### What you should do
The entries below are to be repeated verbatim, in full.
Top of Supplied records
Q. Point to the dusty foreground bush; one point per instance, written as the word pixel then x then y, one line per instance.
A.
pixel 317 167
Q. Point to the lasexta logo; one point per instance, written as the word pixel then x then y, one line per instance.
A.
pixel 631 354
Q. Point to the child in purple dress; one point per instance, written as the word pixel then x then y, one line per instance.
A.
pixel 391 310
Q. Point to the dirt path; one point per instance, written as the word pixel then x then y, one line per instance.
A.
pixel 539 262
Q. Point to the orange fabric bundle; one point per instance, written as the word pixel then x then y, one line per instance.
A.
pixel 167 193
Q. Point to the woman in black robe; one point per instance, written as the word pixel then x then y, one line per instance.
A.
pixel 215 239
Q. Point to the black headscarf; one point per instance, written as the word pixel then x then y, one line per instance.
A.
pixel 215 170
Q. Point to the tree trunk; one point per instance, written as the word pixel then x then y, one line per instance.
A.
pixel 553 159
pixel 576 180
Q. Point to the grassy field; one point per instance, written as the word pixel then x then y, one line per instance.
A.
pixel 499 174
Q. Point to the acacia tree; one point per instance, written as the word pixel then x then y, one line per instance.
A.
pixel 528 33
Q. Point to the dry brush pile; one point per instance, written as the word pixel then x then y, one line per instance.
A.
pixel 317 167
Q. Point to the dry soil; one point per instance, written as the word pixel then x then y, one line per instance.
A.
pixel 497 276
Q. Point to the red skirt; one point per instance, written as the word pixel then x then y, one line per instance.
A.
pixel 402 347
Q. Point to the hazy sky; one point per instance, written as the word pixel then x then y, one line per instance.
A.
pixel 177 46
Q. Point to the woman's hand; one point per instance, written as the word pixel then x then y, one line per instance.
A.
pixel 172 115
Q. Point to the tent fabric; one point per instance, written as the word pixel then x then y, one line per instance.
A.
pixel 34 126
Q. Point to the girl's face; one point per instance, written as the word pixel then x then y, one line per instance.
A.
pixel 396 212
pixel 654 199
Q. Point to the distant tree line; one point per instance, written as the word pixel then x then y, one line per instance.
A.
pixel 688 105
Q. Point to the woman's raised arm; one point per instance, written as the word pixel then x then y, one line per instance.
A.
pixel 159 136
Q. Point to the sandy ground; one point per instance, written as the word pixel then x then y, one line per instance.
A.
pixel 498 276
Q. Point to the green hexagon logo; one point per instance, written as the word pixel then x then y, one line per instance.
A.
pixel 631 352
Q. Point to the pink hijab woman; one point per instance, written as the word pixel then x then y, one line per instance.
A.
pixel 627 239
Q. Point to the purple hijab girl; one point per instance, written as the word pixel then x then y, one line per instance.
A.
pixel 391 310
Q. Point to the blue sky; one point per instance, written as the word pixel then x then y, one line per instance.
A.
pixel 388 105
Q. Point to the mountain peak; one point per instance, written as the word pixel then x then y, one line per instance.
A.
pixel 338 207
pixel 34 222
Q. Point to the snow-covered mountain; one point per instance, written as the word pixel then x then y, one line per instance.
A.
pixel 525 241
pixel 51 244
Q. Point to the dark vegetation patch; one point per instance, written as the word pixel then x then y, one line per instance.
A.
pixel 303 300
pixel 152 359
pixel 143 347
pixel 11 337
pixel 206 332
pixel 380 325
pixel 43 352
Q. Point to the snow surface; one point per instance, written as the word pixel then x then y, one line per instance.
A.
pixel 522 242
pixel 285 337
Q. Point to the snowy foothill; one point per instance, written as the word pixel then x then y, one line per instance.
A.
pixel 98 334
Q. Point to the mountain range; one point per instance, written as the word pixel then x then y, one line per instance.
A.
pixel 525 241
Bottom of Supplied records
### Answer space
Q. Point to the dusty foreground bush; one point per instance, written as the word pixel then x then y, one line per instance.
A.
pixel 317 167
Q. Point to the lasexta logo; one point per instance, written as the word pixel then x then y, one line per instance.
A.
pixel 631 354
Q. Point to the child in purple dress; one point per instance, written as the word pixel then x then y, one line per instance.
A.
pixel 391 310
Q. Point to the dirt path; one point per instance, written as the word pixel then x then y, one line per instance.
A.
pixel 539 262
Q. Point to the orange fabric bundle; one point per instance, written as the word pixel then x then y, one line per instance.
A.
pixel 167 193
Q. Point to the woman in black robe; one point per instance, written as the word pixel then x then y, one line per instance.
A.
pixel 215 239
Q. Point to the black headscarf; one point per instance, written as the word pixel then x then y, one line per instance.
A.
pixel 215 170
Q. Point to the tree trunk; one point per instance, written as the word pixel then x then y, one line per instance.
A.
pixel 553 159
pixel 576 180
Q. Point to the grassy field; one point per instance, written as the word pixel then x then y, one line per instance.
A.
pixel 499 174
Q. Point to the acacia tree; one point per instance, written as the word pixel then x then y, one line per instance.
A.
pixel 528 33
Q. Point to the dry brush pile; one point per instance, written as the word pixel then x then y, one line per instance.
A.
pixel 317 167
Q. Point to the dry soil; one point per instance, written as the word pixel then x then y, one line per instance.
A.
pixel 497 276
Q. Point to the red skirt; one point per instance, written as the word pixel then x then y, one line per instance.
A.
pixel 402 347
Q. Point to the hazy sky; one point per instance, written as the word pixel then x then y, one line per instance.
A.
pixel 177 46
Q. Point to the woman's hand; one point per instance, written as the word pixel then x then y, one line per instance.
A.
pixel 172 115
Q. Point to the tent fabric; one point per instance, written as the word pixel then x then y, one line per instance.
A.
pixel 34 126
Q. Point to the girl's face; one point per instance, written as the word pixel then x then y, one line per instance.
A.
pixel 396 212
pixel 654 199
Q. Point to the distant tree line; one point per instance, written as the word pixel then x then y, one line per instance.
A.
pixel 688 105
Q. Point to the woman's raised arm; one point per instance, written as the word pixel then x then y, one line per instance.
A.
pixel 159 136
Q. Point to the sandy ground; one point per instance, written as the word pixel then x then y, one line per instance.
A.
pixel 498 276
Q. Point to the green hexagon logo; one point per instance, written as the word pixel then x then y, one line per instance.
A.
pixel 631 352
Q. Point to the pink hijab woman; one point per instance, written as the word pixel then x then y, one line per instance.
A.
pixel 627 239
Q. Point to the purple hijab girl; one point per instance, written as the word pixel then x then y, one line per instance.
A.
pixel 391 310
Q. Point to the blue sky; one point per instance, written as the word pixel then x then y, one line per instance.
A.
pixel 388 105
Q. Point to the mountain peak; one point per instance, written as the word pixel then x then y, one line per instance.
A.
pixel 338 207
pixel 34 222
Q. Point to the snow-covered mountain; one point per instance, written as the word pixel then x then y, one line per instance.
A.
pixel 525 241
pixel 51 244
Q. Point to the dark vegetation patch; one point per instance, written as the word pixel then x then y, one line per instance.
A.
pixel 303 300
pixel 152 359
pixel 143 347
pixel 11 337
pixel 206 332
pixel 380 325
pixel 43 352
Q. Point to the snow surface; one point per instance, written as the word pixel then x then y, one line per instance.
A.
pixel 522 242
pixel 285 337
Q. Point to the snowy foothill; one point per instance, written as the word pixel then x then y, one line per instance.
A.
pixel 98 334
Q. Point to the mountain range; one point per instance, written as the word pixel then x then y, one line per instance.
A.
pixel 525 241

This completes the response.